Records —
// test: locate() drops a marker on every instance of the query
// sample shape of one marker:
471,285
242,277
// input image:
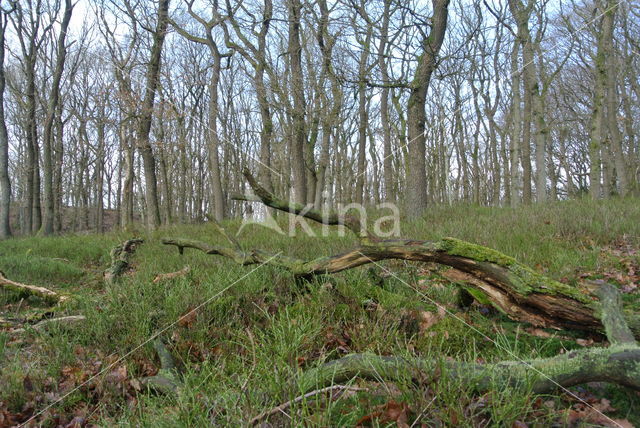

Set task — Reproduce the data above verbatim, line by line, and omit the image.

Exercise result —
// test: locate() drops a marker on every instance of the query
// sample shape of one marker:
471,285
242,277
// input image:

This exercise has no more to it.